Aim of the exercise: Give back the records in their entirety, exactly.

Listed records:

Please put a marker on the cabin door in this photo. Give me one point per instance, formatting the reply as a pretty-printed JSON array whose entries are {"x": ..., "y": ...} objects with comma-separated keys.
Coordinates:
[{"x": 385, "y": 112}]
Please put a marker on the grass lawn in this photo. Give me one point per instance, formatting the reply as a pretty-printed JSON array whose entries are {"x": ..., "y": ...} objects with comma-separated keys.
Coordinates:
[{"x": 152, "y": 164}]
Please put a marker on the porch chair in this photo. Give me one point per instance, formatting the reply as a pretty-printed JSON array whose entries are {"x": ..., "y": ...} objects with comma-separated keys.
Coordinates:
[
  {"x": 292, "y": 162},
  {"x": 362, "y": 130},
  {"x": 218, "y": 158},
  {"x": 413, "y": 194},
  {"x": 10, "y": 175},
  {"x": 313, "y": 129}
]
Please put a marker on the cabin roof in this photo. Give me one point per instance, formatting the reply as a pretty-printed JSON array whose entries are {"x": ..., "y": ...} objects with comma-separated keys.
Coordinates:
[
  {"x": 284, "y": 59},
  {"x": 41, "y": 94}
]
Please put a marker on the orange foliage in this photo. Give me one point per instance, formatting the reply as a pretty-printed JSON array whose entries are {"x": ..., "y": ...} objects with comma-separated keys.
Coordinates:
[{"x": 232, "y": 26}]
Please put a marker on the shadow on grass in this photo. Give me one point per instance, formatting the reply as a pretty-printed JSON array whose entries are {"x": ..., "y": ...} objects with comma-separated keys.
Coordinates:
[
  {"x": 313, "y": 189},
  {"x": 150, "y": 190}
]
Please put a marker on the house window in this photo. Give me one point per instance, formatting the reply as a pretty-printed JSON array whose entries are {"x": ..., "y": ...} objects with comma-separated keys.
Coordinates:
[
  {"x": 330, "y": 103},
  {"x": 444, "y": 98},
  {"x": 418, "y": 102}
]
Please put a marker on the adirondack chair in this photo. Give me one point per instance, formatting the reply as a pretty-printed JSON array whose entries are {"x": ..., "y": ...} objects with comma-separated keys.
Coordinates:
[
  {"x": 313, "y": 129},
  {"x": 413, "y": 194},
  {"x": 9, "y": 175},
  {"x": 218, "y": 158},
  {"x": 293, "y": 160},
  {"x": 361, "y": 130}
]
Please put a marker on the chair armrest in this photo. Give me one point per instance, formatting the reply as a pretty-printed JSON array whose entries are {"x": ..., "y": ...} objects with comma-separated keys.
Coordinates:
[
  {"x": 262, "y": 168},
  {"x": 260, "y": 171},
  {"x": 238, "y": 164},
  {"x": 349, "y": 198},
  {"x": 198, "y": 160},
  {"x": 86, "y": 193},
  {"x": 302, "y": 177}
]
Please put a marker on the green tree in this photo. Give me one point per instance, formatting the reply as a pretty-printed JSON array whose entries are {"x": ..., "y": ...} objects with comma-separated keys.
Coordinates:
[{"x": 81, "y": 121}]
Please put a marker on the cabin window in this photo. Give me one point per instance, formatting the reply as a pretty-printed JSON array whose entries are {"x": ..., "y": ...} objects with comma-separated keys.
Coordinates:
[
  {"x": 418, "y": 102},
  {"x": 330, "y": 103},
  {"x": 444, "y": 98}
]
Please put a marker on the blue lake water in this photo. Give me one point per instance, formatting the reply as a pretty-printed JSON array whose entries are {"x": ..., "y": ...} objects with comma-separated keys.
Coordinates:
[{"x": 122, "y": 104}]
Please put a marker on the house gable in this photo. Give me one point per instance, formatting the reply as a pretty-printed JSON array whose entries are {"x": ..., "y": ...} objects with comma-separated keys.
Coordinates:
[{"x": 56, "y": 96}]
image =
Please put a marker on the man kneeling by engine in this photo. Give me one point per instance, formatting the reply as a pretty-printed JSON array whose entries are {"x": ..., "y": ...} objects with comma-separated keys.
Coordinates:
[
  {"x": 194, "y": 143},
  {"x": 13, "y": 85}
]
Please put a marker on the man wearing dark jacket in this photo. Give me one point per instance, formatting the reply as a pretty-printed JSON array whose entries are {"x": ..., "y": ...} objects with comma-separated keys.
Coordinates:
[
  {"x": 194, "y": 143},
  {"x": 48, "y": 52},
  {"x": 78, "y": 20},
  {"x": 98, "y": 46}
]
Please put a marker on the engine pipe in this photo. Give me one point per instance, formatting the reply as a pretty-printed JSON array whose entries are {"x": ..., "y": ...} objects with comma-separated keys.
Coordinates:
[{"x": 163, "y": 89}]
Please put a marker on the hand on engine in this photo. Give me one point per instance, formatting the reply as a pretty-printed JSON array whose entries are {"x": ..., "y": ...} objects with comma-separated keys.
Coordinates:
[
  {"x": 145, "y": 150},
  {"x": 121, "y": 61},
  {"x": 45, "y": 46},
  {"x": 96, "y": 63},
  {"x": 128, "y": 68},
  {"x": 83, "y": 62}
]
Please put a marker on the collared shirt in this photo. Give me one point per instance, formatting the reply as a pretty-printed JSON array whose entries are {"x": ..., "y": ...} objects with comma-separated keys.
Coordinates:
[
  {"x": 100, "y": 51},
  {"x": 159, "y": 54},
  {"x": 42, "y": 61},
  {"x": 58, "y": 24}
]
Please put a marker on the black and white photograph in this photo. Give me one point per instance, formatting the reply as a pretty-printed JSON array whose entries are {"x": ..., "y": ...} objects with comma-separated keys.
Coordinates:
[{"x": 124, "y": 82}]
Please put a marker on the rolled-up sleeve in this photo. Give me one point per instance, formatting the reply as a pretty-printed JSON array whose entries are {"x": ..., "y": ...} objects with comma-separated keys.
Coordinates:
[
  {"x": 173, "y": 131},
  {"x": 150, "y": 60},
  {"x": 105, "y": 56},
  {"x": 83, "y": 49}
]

Finished exercise:
Please put a marker on the cabin door in this photo. Give me one point per instance, formatting the reply as a pretty-printed JSON array whose entries are {"x": ..., "y": ...} objects with comma-separated keys.
Coordinates:
[{"x": 385, "y": 112}]
Please put a marker on the grass lawn in this photo. Give me one point per instance, formatting the reply as a pretty-printed JSON array whose entries are {"x": ..., "y": ...} objects with comma-separated keys.
Coordinates:
[{"x": 152, "y": 164}]
Please put a marker on the porch chair in this photo. Give me one point per instance, formatting the reply as a pretty-printed JSON array whose entries are {"x": ..., "y": ...} objects with comma-separated keys.
Coordinates:
[
  {"x": 292, "y": 162},
  {"x": 362, "y": 130},
  {"x": 218, "y": 158},
  {"x": 413, "y": 194},
  {"x": 10, "y": 175},
  {"x": 313, "y": 129}
]
Please put a marker on the cabin roof in this photo. Give me one point per instance, formatting the reply as a pretty-printed JSON array whose entries are {"x": ..., "y": ...} objects with comma-separated keys.
Coordinates:
[
  {"x": 284, "y": 59},
  {"x": 41, "y": 94}
]
Please put a marker on the orange foliage in this photo. Give me one point per instance, formatting the reply as a pretty-printed JSON array whose entries are {"x": ..., "y": ...} objects with comma-separated keys.
Coordinates:
[{"x": 232, "y": 26}]
Please put a marker on the shadow on grass in this photo. Give me one point per instance, formatting the reply as a pretty-printed JSON array whose entries are {"x": ..., "y": ...} objects with comma-separated keys.
Coordinates:
[
  {"x": 313, "y": 189},
  {"x": 150, "y": 190}
]
Please put a marker on the house window in this photo. Give me one point per instance, formatting the reply as a pretty-printed JSON array whose entries are {"x": ..., "y": ...} objects with comma-separated keys.
Coordinates:
[
  {"x": 330, "y": 103},
  {"x": 444, "y": 98},
  {"x": 418, "y": 102}
]
Please put a marker on the adirondack chair in this photo. Give me one point per instance, formatting the reply as a pretty-printed JSON array whose entries are {"x": ..., "y": ...} objects with comma-separated keys.
Coordinates:
[
  {"x": 313, "y": 129},
  {"x": 413, "y": 194},
  {"x": 9, "y": 175},
  {"x": 218, "y": 158},
  {"x": 293, "y": 160},
  {"x": 361, "y": 130}
]
Please put a marker on the chair armrest in this photo. Give me one point per instance, formatting the reply as a pretty-printed JSON array whose entries are {"x": ..., "y": ...} objects with comma-separated keys.
Coordinates:
[
  {"x": 262, "y": 168},
  {"x": 260, "y": 171},
  {"x": 238, "y": 164},
  {"x": 349, "y": 198},
  {"x": 198, "y": 160},
  {"x": 86, "y": 193},
  {"x": 302, "y": 177}
]
Please put a marker on the green tree in this photo. Give me one point per instance, formatting the reply as a pretty-printed JSON array whose entries are {"x": ..., "y": ...} objects with comma-separated keys.
Coordinates:
[{"x": 81, "y": 121}]
Please put a marker on the cabin window in this photo. Give me one point per instance, formatting the reply as a pretty-printed JSON array whose entries are {"x": ..., "y": ...} objects with comma-separated keys.
Coordinates:
[
  {"x": 418, "y": 102},
  {"x": 330, "y": 103},
  {"x": 444, "y": 98}
]
Please put a marker on the blue lake water in this photo. Give me one point per instance, formatting the reply as a pretty-printed JSON array whose entries are {"x": ..., "y": ...} objects with comma-separated keys.
Coordinates:
[{"x": 122, "y": 104}]
Please put a marker on the house gable in this photo. Give me one point per instance, formatting the reply as a pretty-printed JSON array whose entries are {"x": ..., "y": ...} objects with comma-separated keys.
Coordinates:
[{"x": 56, "y": 96}]
image =
Please put a marker on the man kneeling by engine in this photo. Give me one point per instance, formatting the reply as a pretty-printed JSON array whose entries are {"x": ..., "y": ...} objects with comma-separated keys.
Coordinates:
[
  {"x": 194, "y": 143},
  {"x": 13, "y": 85}
]
Please put a marker on the man wearing dark jacket in this photo. Give me one point per instance, formatting the reply as a pretty-printed JSON array whose entries are {"x": ..., "y": ...} objects with comma-separated keys.
Coordinates:
[
  {"x": 194, "y": 143},
  {"x": 48, "y": 52},
  {"x": 78, "y": 20},
  {"x": 98, "y": 46}
]
Please put a marker on the engine pipe in this photo. Give me one point per instance, formatting the reply as a pretty-printed JSON array whose entries are {"x": ..., "y": ...} objects with comma-separated keys.
Coordinates:
[{"x": 163, "y": 89}]
Please put a marker on the hand on engine in this photo. Give me one point per instance, formatting the reply as a pretty-printed JSON array whose entries are {"x": ..., "y": ...} objects with comma-separated keys.
Coordinates:
[
  {"x": 145, "y": 150},
  {"x": 121, "y": 61},
  {"x": 45, "y": 46},
  {"x": 96, "y": 63},
  {"x": 128, "y": 68},
  {"x": 83, "y": 62}
]
Please put a marker on the collared shirt in this photo. Give me one point per instance, formatting the reply as a pretty-printed JSON array whose entries are {"x": ..., "y": ...} objects with comma-separated keys.
Coordinates:
[
  {"x": 100, "y": 51},
  {"x": 159, "y": 54},
  {"x": 42, "y": 61},
  {"x": 58, "y": 24}
]
Please put a marker on the black and white photograph in this photo. Give me one point per instance, formatting the reply as a pretty-printed JSON array whose entries are {"x": ..., "y": ...} objects with comma-separated keys.
Coordinates:
[{"x": 124, "y": 82}]
Please put a marker on the rolled-up sleeve in this photo. Give me one point per instance, formatting the reply as a pretty-printed JSON array whose entries are {"x": ..., "y": ...} objects with comma-separated keys.
Coordinates:
[
  {"x": 173, "y": 131},
  {"x": 150, "y": 60},
  {"x": 105, "y": 56},
  {"x": 83, "y": 49}
]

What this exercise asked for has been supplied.